» Activity 1:
Using the Hajj article, answer these questions:
(a) How many pilgrims were permitted last year?
(b) Through which app can organizers require proof of vaccination?
(c) How many days does the ritual last?
» Activity 2:
For each statement, say whether it agrees with the Hajj article, and quote the words from the article that decide it.
(a) About 10,000 pilgrims were selected in 2020.
(b) Masks are no longer required inside the Grand Mosque.
(c) The Saudi government eased several COVID-19 restrictions last month.
» Activity 3: Continue the Hajj article from its last sentence.

» Page text:
☆ ☆ ☆
After a two-year absence, international pilgrims will perform the yearly Hajj pilgrimage in Saudi Arabia for the first time starting Wednesday, after previously being restricted amid the kingdom’s battle to curb the coronavirus pandemic.
Some one million people are expected to be in attendance in the holy city of Mecca in Masjid al-Haram (Grand Mosque) for the start of the five-day ritual – a large jump from last year when only 60,000 pilgrims were permitted. In 2020, during the height of the pandemic’s early waves and before vaccines were available, about 10,000 were selected.
Many Muslims around the world have been worried about attending a mass gathering of people while the pandemic continues, and infections are rising in some countries.
The Saudi government eased several COVID-19 restrictions last month, including mask mandates.
Masking will no longer be needed in “closed spaces” except in the Grand Mosque, the holiest site in Islam, the Ministry of Interior said. However, organisers of festivals and events in the city can choose to enforce masking or require proof of vaccination via the local Tawakkalna app, the ministry added.
☆ ☆ ☆
Point localization data

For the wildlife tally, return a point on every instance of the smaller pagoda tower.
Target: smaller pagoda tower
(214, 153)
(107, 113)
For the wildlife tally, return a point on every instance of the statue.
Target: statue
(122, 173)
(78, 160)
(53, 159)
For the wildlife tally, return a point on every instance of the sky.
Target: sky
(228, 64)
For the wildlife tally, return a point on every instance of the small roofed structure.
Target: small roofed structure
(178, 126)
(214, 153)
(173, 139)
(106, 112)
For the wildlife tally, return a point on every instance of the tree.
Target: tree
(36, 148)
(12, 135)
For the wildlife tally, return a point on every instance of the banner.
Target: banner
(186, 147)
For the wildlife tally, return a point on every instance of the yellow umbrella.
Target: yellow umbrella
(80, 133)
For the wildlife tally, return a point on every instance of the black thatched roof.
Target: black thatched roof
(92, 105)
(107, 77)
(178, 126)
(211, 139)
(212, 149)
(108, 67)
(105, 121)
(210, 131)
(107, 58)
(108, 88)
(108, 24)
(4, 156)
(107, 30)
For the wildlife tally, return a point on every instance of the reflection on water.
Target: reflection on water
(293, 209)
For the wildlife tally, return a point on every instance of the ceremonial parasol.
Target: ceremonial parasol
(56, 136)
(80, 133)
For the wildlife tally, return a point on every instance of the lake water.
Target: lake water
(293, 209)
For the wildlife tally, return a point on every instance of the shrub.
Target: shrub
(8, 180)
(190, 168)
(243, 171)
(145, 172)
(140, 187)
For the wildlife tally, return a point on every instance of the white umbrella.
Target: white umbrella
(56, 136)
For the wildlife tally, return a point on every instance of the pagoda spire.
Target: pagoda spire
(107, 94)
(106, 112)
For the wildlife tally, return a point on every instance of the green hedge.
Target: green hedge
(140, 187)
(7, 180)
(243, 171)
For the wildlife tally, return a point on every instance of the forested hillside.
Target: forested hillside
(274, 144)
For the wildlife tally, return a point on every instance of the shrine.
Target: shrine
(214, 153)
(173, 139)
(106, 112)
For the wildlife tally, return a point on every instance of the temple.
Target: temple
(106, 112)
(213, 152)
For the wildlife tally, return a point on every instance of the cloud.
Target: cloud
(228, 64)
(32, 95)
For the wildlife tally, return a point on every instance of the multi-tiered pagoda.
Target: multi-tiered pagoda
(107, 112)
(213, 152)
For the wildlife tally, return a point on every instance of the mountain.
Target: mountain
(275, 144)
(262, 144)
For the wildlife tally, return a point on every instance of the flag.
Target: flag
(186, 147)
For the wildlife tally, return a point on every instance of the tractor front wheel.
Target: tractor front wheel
☆ ☆ ☆
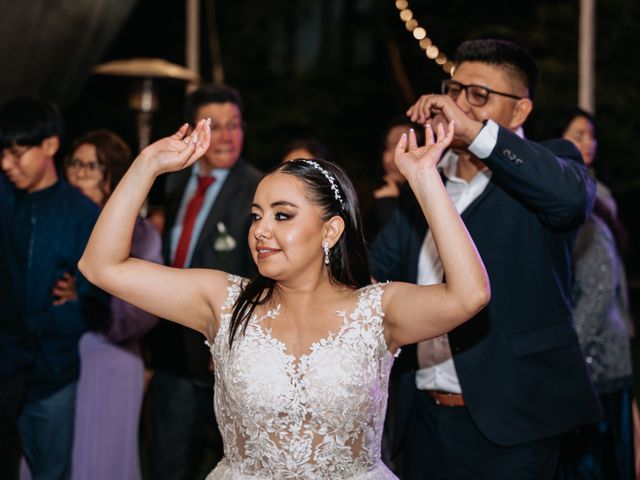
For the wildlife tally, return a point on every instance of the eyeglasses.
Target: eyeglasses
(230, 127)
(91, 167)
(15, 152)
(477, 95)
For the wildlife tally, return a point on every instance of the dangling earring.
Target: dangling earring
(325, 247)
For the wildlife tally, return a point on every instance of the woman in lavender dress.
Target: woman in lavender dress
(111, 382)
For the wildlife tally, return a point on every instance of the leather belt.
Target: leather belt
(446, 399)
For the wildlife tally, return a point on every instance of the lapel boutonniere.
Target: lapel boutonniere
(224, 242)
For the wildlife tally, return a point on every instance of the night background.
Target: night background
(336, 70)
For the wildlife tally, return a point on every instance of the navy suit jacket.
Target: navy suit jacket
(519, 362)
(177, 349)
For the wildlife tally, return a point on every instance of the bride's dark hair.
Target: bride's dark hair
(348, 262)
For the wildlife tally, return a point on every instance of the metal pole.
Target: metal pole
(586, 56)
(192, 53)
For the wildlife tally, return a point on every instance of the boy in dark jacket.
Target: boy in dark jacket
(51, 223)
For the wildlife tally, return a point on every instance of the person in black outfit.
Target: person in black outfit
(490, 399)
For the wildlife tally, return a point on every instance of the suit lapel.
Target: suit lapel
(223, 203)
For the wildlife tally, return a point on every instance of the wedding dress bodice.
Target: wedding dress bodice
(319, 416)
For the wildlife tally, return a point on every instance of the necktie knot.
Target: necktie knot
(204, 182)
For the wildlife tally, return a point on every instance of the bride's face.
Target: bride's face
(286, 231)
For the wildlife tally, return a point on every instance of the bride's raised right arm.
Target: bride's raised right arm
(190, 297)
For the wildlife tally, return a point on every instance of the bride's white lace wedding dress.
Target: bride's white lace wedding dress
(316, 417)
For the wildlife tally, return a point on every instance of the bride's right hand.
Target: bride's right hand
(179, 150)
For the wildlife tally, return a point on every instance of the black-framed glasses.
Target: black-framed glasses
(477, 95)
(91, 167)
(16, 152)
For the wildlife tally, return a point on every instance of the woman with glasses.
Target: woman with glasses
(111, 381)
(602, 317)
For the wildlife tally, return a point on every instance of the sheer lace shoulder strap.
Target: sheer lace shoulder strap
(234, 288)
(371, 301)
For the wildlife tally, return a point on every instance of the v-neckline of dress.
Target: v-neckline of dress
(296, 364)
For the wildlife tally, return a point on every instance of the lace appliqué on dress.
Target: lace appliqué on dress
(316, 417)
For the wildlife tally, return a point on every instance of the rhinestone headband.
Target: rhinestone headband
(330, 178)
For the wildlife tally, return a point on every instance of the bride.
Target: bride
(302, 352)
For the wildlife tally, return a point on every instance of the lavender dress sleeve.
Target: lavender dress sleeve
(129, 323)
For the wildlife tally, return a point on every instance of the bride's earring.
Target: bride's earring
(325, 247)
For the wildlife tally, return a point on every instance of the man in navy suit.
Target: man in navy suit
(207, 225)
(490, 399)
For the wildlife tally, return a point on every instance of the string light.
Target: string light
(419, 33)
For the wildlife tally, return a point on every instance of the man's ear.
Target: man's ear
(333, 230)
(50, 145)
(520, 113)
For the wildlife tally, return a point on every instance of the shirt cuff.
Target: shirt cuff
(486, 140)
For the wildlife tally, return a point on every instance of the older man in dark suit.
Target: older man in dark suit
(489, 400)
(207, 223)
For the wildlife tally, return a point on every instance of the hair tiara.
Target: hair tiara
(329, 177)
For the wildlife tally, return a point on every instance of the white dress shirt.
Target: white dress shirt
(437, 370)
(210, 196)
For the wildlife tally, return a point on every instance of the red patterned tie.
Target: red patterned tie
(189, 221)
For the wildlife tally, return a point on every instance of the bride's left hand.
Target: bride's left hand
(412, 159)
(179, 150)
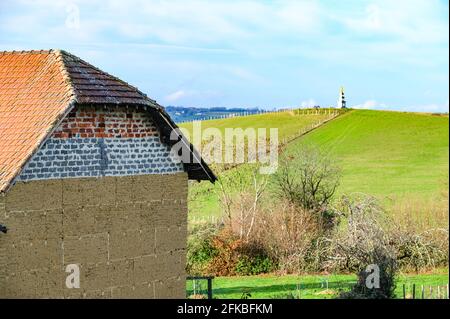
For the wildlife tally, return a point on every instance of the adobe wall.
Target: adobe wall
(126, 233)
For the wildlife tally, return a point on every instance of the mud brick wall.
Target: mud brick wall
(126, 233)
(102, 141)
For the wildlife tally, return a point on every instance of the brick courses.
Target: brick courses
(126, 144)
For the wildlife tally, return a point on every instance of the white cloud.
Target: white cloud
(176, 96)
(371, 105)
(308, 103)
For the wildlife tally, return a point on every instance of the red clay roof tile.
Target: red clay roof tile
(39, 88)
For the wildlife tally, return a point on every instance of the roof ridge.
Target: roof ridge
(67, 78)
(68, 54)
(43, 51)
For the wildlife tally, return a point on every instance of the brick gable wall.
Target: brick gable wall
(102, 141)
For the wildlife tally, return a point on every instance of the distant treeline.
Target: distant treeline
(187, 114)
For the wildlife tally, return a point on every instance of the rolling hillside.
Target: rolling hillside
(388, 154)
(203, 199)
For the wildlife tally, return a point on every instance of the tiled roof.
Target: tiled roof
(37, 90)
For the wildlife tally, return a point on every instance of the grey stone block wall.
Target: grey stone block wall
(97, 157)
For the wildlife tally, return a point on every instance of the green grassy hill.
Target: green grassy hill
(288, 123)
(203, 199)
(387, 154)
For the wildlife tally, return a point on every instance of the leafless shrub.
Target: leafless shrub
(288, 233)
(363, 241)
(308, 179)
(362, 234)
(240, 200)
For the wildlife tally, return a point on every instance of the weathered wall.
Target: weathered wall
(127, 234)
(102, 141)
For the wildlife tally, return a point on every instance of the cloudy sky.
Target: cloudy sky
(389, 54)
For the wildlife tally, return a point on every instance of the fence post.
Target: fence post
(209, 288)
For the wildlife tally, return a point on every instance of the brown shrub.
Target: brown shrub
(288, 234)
☆ ☆ ☆
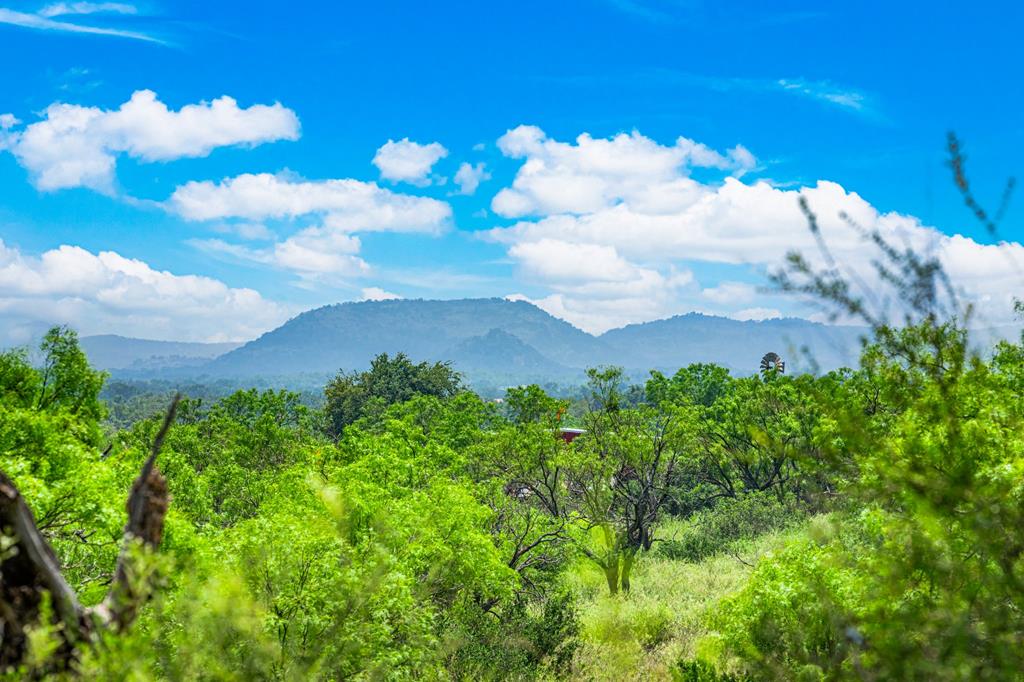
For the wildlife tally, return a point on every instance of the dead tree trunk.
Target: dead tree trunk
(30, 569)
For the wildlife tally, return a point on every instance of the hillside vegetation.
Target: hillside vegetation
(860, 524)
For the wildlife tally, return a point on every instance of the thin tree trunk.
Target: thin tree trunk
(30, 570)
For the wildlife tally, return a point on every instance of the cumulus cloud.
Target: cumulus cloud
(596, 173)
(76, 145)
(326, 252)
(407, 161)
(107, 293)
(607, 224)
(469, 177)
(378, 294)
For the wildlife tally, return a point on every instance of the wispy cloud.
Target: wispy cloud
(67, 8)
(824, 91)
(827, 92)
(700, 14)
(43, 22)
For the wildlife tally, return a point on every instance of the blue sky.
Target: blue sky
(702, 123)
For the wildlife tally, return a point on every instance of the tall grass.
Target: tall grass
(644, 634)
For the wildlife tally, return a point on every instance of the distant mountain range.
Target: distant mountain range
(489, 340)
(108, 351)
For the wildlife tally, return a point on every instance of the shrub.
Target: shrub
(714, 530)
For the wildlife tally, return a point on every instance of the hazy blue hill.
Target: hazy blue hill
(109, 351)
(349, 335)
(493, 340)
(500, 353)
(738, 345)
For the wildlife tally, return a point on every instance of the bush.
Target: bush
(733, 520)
☆ ☆ ☆
» Expected answer 1:
(a) 60,000
(b) The local Tawakkalna app
(c) Five days

» Expected answer 2:
(a) Yes: "In 2020, during the height of the pandemic’s early waves and before vaccines were available, about 10,000 were selected."
(b) No: "Masking will no longer be needed in “closed spaces” except in the Grand Mosque"
(c) Yes: "The Saudi government eased several COVID-19 restrictions last month, including mask mandates."

» Expected answer 3:
Maha Elgenaidi, a pilgrim from the United States, said despite the requirement of masks in the Grand Mosque, said only “10 percent” of people were masking.
However, she added: “With the requirements the Saudis had for vaccinations and boosters, I think it’s fine.” As per Saudi government guidelines, only people who are fully vaccinated and aged below 65 years are permitted to perform the Hajj this year.
Over the past two years, the kingdom had some of the tightest restrictions in place to battle COVID-19. There have been approximately 787,000 recorded cases and more than 9,100 deaths in the country of 34 million people.
Many pilgrims feel that the advances made during the pandemic mean that it is now safe to attend.